QUELLENAUSZUG:
Ab diesem Wochenende erhellen Weihnachtsbäume in der Region Aarau die Dunkelheit – nur einer steht abseits.
«Die Tanne ist eindeutig krumm», sagt in Staufen ein Baumschmücker zum anderen. «Das siehst du als Schafisheimer sicher nicht», entgegnet sein Kollege. Diese Szene spielte sich beim alljährlichen Schmücken des Weihnachtsbaumes ab und zeigt: Die Wettbewerbe darum, wer den schönsten Baum in der Region hat, sind eröffnet.
In Staufen muss der Weihnachtsbaum der Stadt Lenzburg in Schönheit und Grösse übertroffen werden: «Das Ziel ist schon, dass unserer grösser ist», sagt Gemeindeschreiber Mike Barth mit einem Augenzwinkern. Jedes Jahr treffen sich die Staufner zum gemeinsamen Baumschmücken. Vor 15 Jahren begann die Tradition mit einem Holztisch und einer Flasche Wein. «Anwesend waren der Gemeindeammann, Gemeindearbeiter und ich», erinnert sich Barth.
Heute versammelt sich das halbe Dorf zum Spektakel: Mit einer Autodrehleiter drapiert die Feuerwehr 55 Lichterketten rund um den Baum, mehr als eine Stunde stehen die Schmücker dafür auf dem wackligen Gerüst. Die Strasse ist für den Verkehr gesperrt, denn der Baum steht in der Mitte der Kreuzung. Nur für den Bus wird das Absperrband jeweils kurz entfernt. Die Bus-Chauffeure müssen mit Fingerspitzengefühl am Weihnachtsbaum vorbeimanövrieren.
Vor über 16 Jahren hätten an dieser Stelle zwei Linden gepflanzt werden sollen, doch der Vorschlag wurde an der Gemeindeversammlung abgelehnt. Die Gegner argumentierten damals mit den hohen Kosten und dem Aufwand für die Laubbeseitigung. Später hatte jemand die Idee, statt der Linden in der Adventszeit eine schöne Tanne hinzustellen.
«Am schönsten ist der Weihnachtsbaum, wenn die unzähligen Lichter durch den Puderzuckerschnee schimmern», sagt Gemeindeammann Otto Moser. Auf den Schnee warten die Staufner noch, die Kälte kriecht trotzdem langsam in die Glieder und die Dorfbewohner wärmen sich die klammen Finger an einem dampfenden Becher Glühwein. Mittlerweile ist die eine Seite des Baumes beleuchtet und ein vorwitziger Knirps sagt zu seiner Mutter: «Der Baum gefällt mir nicht so. Er hat gar keine Kugeln!»

ANGEZEIGTE DATEN:
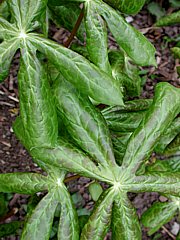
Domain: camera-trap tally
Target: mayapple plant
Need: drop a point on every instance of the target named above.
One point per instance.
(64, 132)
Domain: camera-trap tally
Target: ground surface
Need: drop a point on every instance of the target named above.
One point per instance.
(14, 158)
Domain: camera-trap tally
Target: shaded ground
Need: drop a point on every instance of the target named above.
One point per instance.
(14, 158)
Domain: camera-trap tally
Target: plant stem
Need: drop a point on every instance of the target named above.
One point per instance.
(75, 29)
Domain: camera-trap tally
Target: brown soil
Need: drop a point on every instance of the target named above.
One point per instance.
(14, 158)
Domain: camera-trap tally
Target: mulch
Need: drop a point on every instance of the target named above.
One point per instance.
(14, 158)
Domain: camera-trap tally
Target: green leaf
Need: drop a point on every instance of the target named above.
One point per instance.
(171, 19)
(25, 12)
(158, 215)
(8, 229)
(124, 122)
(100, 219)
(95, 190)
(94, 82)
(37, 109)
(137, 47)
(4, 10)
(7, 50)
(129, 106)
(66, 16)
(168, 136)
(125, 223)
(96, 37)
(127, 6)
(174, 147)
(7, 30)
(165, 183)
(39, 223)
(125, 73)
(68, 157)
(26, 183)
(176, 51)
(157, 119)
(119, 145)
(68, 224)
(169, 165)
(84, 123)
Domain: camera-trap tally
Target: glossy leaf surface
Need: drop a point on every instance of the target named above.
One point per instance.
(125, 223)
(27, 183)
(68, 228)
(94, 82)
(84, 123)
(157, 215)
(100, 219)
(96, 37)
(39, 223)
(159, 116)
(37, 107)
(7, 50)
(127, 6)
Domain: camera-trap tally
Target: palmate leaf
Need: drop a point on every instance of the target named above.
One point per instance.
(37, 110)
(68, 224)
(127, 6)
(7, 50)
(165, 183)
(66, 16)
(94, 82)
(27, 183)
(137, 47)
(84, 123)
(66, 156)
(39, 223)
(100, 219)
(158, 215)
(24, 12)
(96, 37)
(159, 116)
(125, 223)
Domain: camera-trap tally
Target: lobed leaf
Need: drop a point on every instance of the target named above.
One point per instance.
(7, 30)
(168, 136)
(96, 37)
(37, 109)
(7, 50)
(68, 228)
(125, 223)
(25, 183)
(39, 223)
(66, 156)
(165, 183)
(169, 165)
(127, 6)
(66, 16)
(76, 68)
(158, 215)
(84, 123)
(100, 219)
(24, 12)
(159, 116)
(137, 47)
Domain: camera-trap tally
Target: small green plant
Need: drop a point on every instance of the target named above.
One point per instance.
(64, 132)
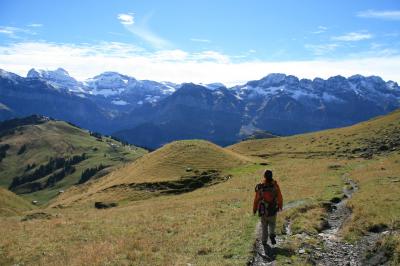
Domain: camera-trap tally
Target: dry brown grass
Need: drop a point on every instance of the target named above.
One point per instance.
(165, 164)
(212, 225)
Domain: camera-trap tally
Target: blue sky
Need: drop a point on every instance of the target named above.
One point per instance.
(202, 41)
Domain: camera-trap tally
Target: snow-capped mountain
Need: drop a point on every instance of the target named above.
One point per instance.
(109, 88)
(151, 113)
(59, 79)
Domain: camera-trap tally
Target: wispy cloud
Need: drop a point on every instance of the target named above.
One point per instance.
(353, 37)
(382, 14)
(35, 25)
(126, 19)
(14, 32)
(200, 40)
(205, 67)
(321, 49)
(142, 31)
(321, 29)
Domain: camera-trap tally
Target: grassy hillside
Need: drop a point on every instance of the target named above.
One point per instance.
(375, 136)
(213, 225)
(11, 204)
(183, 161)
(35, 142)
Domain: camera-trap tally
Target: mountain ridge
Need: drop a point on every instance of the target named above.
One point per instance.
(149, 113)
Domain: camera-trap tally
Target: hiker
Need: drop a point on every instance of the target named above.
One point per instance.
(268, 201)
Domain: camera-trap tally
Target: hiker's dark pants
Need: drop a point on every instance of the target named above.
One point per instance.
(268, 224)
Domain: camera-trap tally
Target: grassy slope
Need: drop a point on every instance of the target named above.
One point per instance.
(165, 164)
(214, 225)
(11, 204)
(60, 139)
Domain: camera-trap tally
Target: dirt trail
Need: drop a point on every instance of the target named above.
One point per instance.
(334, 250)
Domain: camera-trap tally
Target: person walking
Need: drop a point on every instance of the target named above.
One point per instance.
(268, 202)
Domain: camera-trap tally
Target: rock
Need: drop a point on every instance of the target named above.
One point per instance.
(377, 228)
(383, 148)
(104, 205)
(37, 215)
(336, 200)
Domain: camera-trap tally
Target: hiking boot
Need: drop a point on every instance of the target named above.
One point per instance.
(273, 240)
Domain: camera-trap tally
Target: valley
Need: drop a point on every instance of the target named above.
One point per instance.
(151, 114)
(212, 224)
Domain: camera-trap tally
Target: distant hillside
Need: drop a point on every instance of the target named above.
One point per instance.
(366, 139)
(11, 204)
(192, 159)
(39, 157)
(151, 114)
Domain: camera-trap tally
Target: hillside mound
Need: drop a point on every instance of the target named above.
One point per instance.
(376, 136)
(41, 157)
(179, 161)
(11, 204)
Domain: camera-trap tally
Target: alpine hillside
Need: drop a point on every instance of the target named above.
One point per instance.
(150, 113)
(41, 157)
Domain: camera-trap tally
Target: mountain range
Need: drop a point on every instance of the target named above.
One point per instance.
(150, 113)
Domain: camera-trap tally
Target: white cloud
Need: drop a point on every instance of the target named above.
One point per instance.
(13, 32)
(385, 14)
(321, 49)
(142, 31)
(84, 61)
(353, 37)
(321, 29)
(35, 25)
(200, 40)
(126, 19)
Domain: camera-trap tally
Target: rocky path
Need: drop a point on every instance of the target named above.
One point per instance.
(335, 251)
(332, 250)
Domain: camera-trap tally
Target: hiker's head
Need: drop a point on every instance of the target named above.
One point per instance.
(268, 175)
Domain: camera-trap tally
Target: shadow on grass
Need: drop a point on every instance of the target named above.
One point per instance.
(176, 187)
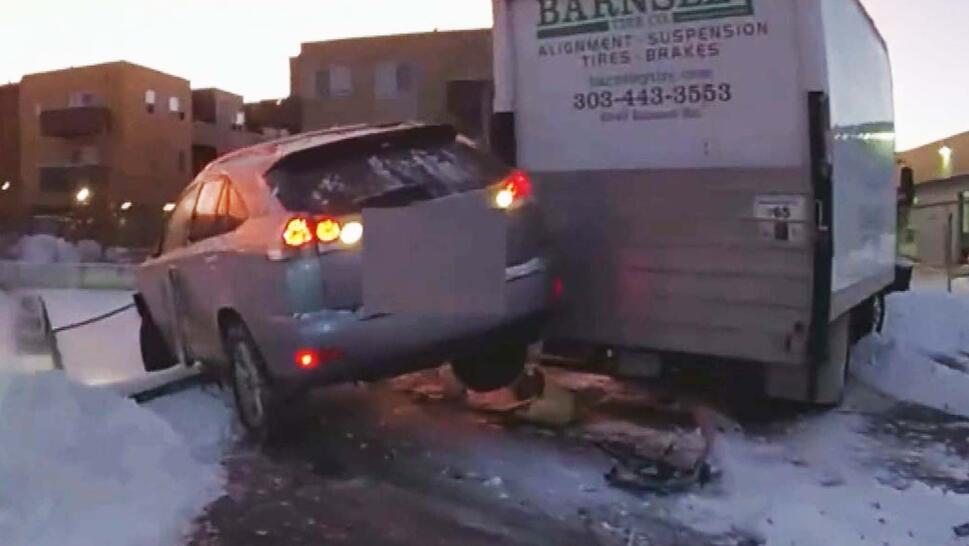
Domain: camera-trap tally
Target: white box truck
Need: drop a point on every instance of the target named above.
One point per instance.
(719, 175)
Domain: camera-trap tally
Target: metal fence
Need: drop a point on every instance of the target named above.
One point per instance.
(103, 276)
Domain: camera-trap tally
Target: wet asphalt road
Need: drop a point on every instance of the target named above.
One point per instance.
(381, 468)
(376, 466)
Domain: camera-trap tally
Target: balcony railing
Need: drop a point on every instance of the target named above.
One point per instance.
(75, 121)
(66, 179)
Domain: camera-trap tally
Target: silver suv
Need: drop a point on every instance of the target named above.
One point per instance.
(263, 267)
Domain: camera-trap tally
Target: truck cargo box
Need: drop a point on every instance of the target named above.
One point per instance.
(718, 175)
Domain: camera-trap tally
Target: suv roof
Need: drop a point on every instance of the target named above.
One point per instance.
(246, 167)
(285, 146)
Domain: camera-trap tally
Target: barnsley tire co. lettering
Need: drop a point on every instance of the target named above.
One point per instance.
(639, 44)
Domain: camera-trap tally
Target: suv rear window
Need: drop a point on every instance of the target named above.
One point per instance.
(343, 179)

GESTELLTE AUFGABE:
Nimm den Artikel über die Weihnachtsbäume in der Region Aarau nach seinem letzten Satz wieder auf und schreib ihn weiter.

ERGEBNIS:
Recht hat er ja, der kleine Beobachter: Praktisch überall in der Region hängen an den Tannenbäumen die künstlichen Lichterketten ohne zusätzlichen Schmuck – der Baum in Reinach mit blauen Kugeln ist eine Ausnahme. Der Staufner Gemeindeammann ist überzeugt: «Im Strassenverkehr würden die Kugeln den Advent nicht überleben.» Wie war das noch mal mit der Besinnlichkeit und Ruhe an Weihnachten?
Tags darauf stehen wir in Dürrenäsch auf dem Hausberg «Chnübel». Man sieht keine hundert Meter weit. Unsichtbar brummt irgendwo ein Traktor. Schwach erkennbar ist im Nebel die schiefe Silhouette einer Tanne. Dabei sieht man den Christbaum von Dürrenäsch bei gutem Wetter sogar vom Hallwilersee her. Als einzige hat die Gemeinde ihren Baum auf den Hügel gesetzt, wo jeweils der 1. August gefeiert wird. Die Dürrenäscher sind stolz auf ihn. Am Freitag stand er noch schief und nackt da, heute wird er mit Lämpchen und oben einer grossen Kugel geschmückt. Fern ab von den Zentren, wo der Weihnachts-Klimbim schon im Oktober beginnt, hat der Advent hier noch ein fixes Startdatum.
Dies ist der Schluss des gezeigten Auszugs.